Extract provided ::
* * * * *
Shoplifting by the numbers:
1. It’s estimated that there are currently 27 million shoplifters in the U.S. today, which means 1 in 11 of us steal from stores and retailers.
2. Those 27 million criminals must be busy because it’s estimated there are between 330-440 million individual cases of shoplifting every year, which comes to 1 – 1.2 million shoplifting incidents daily, or 50,000 every hour.
3. Approximately 10 million people have been caught shoplifting over the last 5 years, at an average of 2 million nabbed ‘lifters every year!
4. In the time it takes you to read this blog, about 1,500 items with a total price tag of about $200,000 will be shoplifted from U.S. stores!
The Price Tag on Shoplifting:
5. The damage done by shoplifting is not only to the retailer or store, but impacts all of us. The extra burden on security, police, courts, and store losses are all passed down to taxpaying consumers.
6. The National Association for Shoplifting Prevention (NASP) found that shoplifting costs retailers about $13 every year, and the American taxpaying public a total of about $33.21 billion yearly, or about $75,000 every minute!
7. For the average retailer, losses due to shoplifting average 1.7% of all gross sales. Shoplifting accounts for about 33% of all total inventory shrinkage (damage, loss, employee theft, expiration, etc. are all other reasons for inventory shrinkage.) Interestingly, 33.1% of total inventory shrinkage is employee theft, which is not classified as shoplifting.
8. The average store theft is between $2 and $200.
A Profile of the Typical Shoplifter:
9. Can you picture the typical shoplifter? If you can’t, it’s for good reason, because experts cite that there is no average shoplifter profile. Consider that:
10. Men and women shoplift about equally.
11. You might think that shoplifting is an indiscretion of youth, but only 25% of shoplifters are kids. That means that 75% are fully grown adults!
12. A 2004 study by the University of Florida concluded that middle-aged adults age 35-54 shoplift more than children!
13. Shoplifters are usually poor and/or uneducated? Not so fast. A 2008 study by Columbia University concluded that shoplifting was actually more prevalent among people with higher education and income, which made them conclude there were more psychological factors and less financial motivation that made people steal.
14. One crazy fact is that many consumers buy something at a store AND steal merchandise during the same visit!
15. Interestingly enough, sneaking shoplifting is usually a crime that the perpetrator plans in advance. In fact, only 73% of adult and 72% of juvenile shoplifters don’t plan to steal anything in advance, it just happens once they get in the store.
The most commonly stolen items:
16. According to the National Retail Federation, the items that are most targeted by shoplifters include (in no particular order):
Chewing gum,
Advil,
The weight-loss drug Alli,
Cellphones,
Claritin,
Rogaine,
Red Bull energy drinks,
Dyson vacuums,
Bumble and Bumble hair products,
Cover Girl cosmetics,
Crest Whitestrips,
Deodorant.
17. Shoplifting is mostly an amateurish act, not a professional vocation. In fact, only about 3% of shoplifters are considered professional thieves who steal things with the intent to resell them for a profit. However, those 3% of professionals account for 10% of all dollar losses from store thefts.
* * * * *
Dataset excerpt ::
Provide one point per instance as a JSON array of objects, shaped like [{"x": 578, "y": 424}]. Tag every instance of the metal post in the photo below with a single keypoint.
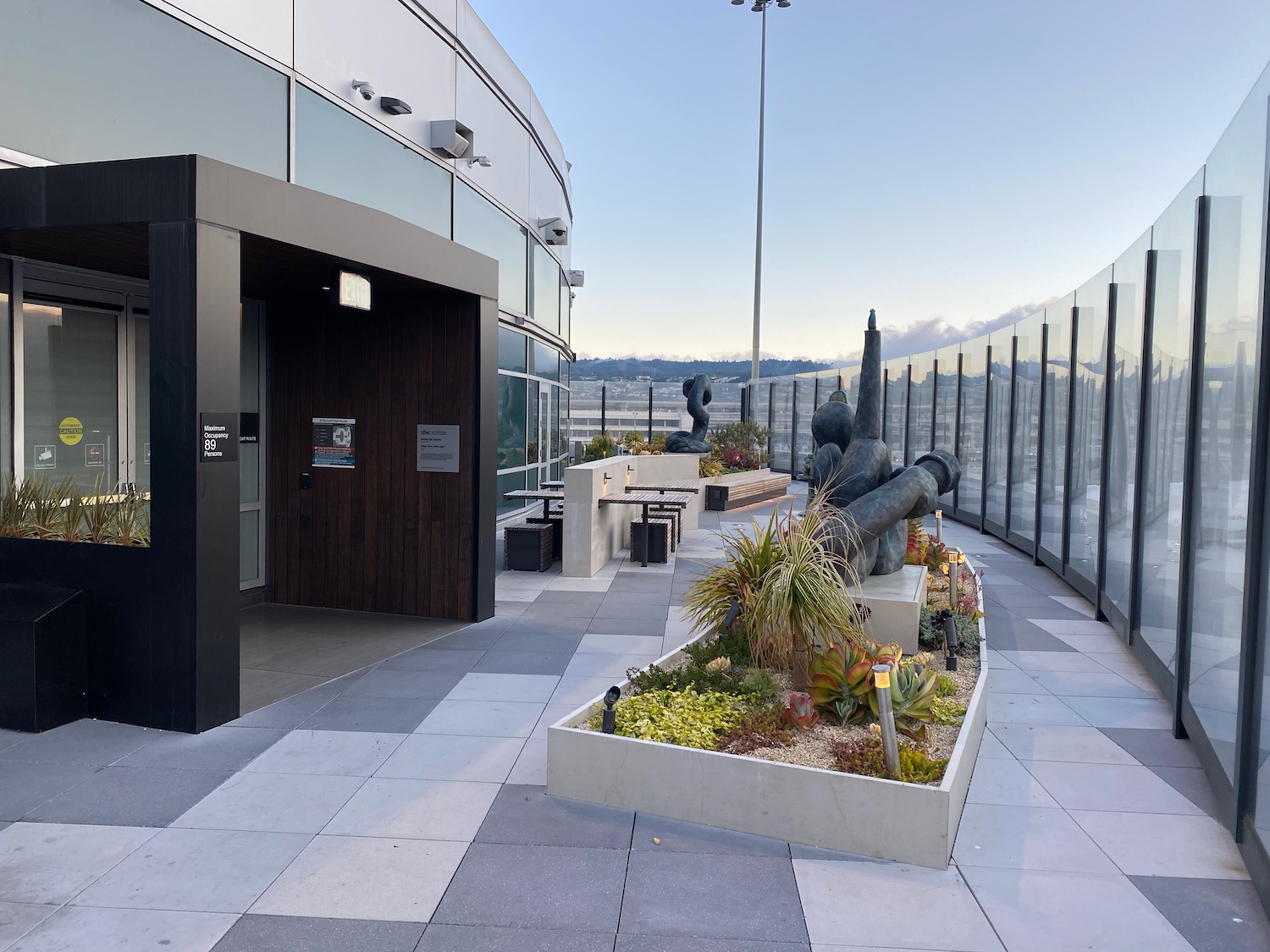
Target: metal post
[{"x": 886, "y": 718}]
* * * * *
What this exercise asks ::
a: Repeat the passage of the shoplifting statistics word for word, from "The Price Tag" up to and including "to taxpaying consumers.".
b: In the shoplifting statistics, what did the 2004 University of Florida study conclude?

Task-by-task results ::
a:
The Price Tag on Shoplifting:
5. The damage done by shoplifting is not only to the retailer or store, but impacts all of us. The extra burden on security, police, courts, and store losses are all passed down to taxpaying consumers.

b: Middle-aged adults age 35-54 shoplift more than children.